● Data listing
>>

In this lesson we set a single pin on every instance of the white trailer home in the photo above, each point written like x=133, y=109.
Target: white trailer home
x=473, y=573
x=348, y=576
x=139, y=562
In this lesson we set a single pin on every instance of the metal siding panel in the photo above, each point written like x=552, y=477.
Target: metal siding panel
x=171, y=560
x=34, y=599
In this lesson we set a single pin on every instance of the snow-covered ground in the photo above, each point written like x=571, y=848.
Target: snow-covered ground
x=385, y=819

<<

● Exercise brief
Rewrite the lines of every entry above, putting "mobile home" wherever "trailer home" appears and leaving everything else unchanged.

● Written solution
In this lesson we set a single pin on every instance of the white mobile home in the photo above, each point written like x=133, y=109.
Target: white mobile home
x=473, y=573
x=348, y=576
x=139, y=562
In this lesson we set a single pin on every instance of the metal siding panel in the photo above, each point written like x=552, y=477.
Target: metal siding panel
x=171, y=560
x=34, y=599
In this lesson we set a single pin on every instance of the snow-covered ground in the photo above, each point written like x=571, y=848.
Target: snow-covered ground
x=385, y=819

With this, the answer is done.